Text provided:

# # #

Consequences of Concerted Actions: Employment Status
- A strike is not favored in law.
- Strike is work stoppage that entails lost earnings of employers and employees.
- Doing an illegal strike is a legal reason to dismiss and employees.
- What can happen to strikers?
- Union members
- Participation of a worker a lawful strike does not constitute sufficient ground for termination of his employment.
- Even his participation in a strike that turned out to be illegal does not necessarily result in his loss of job.
- But anyone who commits an illegal act during a strike may be dismissed from employment, whether he is a member or an officer of the union and regardless of whether the strike itself is legal not.
- Union officers
- may be declared to have lost his employment status if:
- knowingly participates in an illegal strike or
- knowingly participates in the commission of illegal acts during a strike, even if the strike is legal
- may be declared to have lost his employment status.
- Illegal act dismisses the illegal striker.
- The officers and members are treated differently because of their positions.
- The Court ruled that disobedience to the directive from the employer was not itself a valid ground of dismissal.
- The employees' right to exercise their right to concerted activities should not be defeated by the directive from [the employer] for them to return to work."
- By striking the employees were asserting their right to demand improvement in their terms and conditions of work.
- A return-to-work memorandum from their employer does not suffice to stifle their constitutional right.
Who Dismisses the Illegal Strikers?
- Notwithstanding the fact that Inport [the employer] previously accepted other union officers and that the screening required by it was uncalled for, still it cannot be gainsaid that it possessed the right and prerogative to terminate the union officers from service. The law, in using the word "may," grants the employer the option of declaring a union officer who participated in an illegal strike as having lost his employment.
- Dismissible strikers may be dismissed from employment although the employer has not filed a complaint denouncing the illegality of the strike.
- Under present law, the employer may hire workers to replace the striking employees.
- "Mere participation of a worker in a lawful strike shall not constitute sufficient ground for termination of his employment, even if a replacement had been hired by the employer during such lawful strike."

# # #

Data shown:
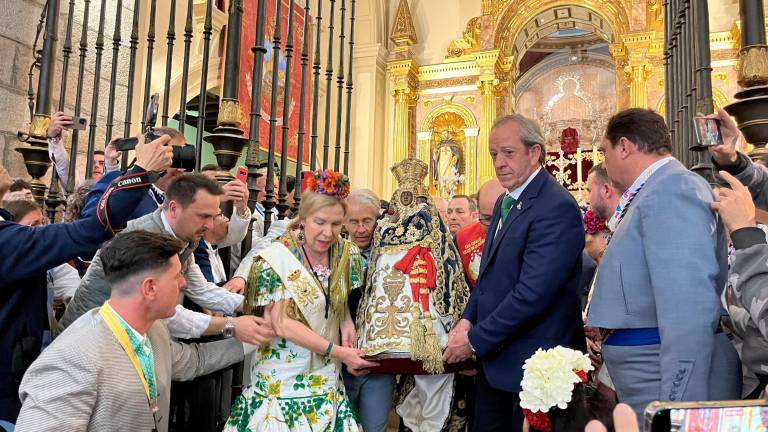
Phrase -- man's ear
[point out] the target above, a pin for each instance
(625, 147)
(149, 288)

# # #

Direction 1:
Using the notes on strikes and employment status, decide whether each statement agrees with them. Answer yes or no, and quote the words that decide it.
(a) Union officers and union members are treated the same way.
(b) An employer may hire workers to replace striking employees.
(c) Dismissible strikers can be dismissed only after the employer files a complaint about the illegality of the strike.
Direction 2: Summarize the notes on strikes and employment status in two sentences.
Direction 3: Copy everything in the notes on strikes and employment status from "- The employees'" down to "the Illegal Strikers?".

Full solution 1:
(a) No: "The officers and members are treated differently because of their positions."
(b) Yes: "Under present law, the employer may hire workers to replace the striking employees."
(c) No: "Dismissible strikers may be dismissed from employment although the employer has not filed a complaint denouncing the illegality of the strike."

Full solution 2: A strike is not favored in law, and although taking part in a lawful strike is not sufficient ground for termination, anyone who commits an illegal act during a strike may be dismissed, as may a union officer who knowingly participates in an illegal strike. Disobeying an employer's return-to-work directive is not itself a valid ground of dismissal, but the employer may dismiss dismissible strikers without filing a complaint and may hire workers to replace striking employees.

Full solution 3:
- The employees' right to exercise their right to concerted activities should not be defeated by the directive from [the employer] for them to return to work."
- By striking the employees were asserting their right to demand improvement in their terms and conditions of work.
- A return-to-work memorandum from their employer does not suffice to stifle their constitutional right.
Who Dismisses the Illegal Strikers?